**Problem to work on:** Output nothing but the lines from the line with "Pin every instance of the sedge" through the end of the listing below, both ends included.
####
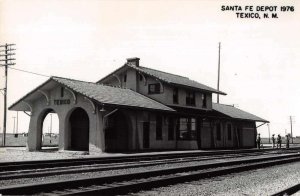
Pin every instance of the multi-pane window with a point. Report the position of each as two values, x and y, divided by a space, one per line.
190 98
229 135
175 95
62 92
218 131
125 78
171 129
154 88
158 127
204 100
187 129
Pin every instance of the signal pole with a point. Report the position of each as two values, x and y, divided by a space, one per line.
6 58
291 121
218 73
14 125
269 133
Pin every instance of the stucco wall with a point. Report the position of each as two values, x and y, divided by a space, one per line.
64 111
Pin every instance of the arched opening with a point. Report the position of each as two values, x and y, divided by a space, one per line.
50 130
116 133
79 130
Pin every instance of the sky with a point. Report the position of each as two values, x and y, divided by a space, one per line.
86 40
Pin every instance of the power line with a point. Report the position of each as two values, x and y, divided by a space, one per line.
29 72
8 61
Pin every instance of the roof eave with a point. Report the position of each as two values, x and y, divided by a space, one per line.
30 93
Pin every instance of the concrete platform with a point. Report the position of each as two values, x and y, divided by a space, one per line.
11 154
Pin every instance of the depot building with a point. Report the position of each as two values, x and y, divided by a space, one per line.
136 108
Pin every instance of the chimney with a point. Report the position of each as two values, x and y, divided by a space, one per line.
134 61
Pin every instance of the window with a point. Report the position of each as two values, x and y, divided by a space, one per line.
218 131
62 92
154 88
190 98
192 123
204 105
158 127
187 129
229 132
125 77
171 129
175 95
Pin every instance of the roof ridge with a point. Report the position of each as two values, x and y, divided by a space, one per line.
52 77
101 84
226 105
163 72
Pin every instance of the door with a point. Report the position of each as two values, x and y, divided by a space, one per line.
146 139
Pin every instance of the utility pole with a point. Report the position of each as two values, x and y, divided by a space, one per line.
50 126
14 124
291 121
219 72
17 122
6 58
269 133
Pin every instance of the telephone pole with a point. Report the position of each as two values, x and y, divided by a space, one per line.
269 133
6 57
14 124
219 73
291 121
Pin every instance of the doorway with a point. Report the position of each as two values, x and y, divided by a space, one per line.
79 130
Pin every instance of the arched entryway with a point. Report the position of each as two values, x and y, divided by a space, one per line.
116 133
79 130
49 129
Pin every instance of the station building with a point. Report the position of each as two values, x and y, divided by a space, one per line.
136 108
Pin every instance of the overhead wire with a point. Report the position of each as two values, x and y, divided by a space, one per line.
29 72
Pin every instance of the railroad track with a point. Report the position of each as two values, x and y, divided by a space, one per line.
39 164
289 191
43 172
124 183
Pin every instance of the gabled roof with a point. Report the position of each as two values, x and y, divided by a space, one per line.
166 77
174 79
106 94
236 113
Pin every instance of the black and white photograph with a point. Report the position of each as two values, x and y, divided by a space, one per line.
149 97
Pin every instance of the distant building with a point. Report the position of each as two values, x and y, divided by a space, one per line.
135 109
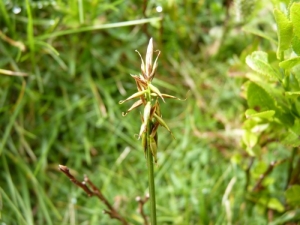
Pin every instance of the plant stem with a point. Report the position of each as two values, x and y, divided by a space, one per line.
151 178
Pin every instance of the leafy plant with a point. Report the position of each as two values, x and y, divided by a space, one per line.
273 114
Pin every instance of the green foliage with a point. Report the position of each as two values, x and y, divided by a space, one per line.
272 94
78 56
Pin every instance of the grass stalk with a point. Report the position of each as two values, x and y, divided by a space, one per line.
151 178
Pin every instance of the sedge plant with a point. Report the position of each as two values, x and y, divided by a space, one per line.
148 96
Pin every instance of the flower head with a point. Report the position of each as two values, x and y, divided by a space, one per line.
148 96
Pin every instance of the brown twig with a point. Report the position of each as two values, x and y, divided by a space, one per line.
141 207
94 191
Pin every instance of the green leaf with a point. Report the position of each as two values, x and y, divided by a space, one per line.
####
**Result for this exercise:**
Pin every instance of the sedge plant with a point. Report the position of each as two values, x and y, divided by a space, one per line.
148 96
Pin every instance of the flower head with a point. Report the position of each as two values, x and y, divided by a space, one per line.
148 96
Pin every instance of the brown twig with a point. Report the position of each as two values, x and y, divided by a space, one per line.
141 207
94 191
Pin every instance of the green leaf with a point. Report the position of each as two values, x and y, divided by a space, one per line.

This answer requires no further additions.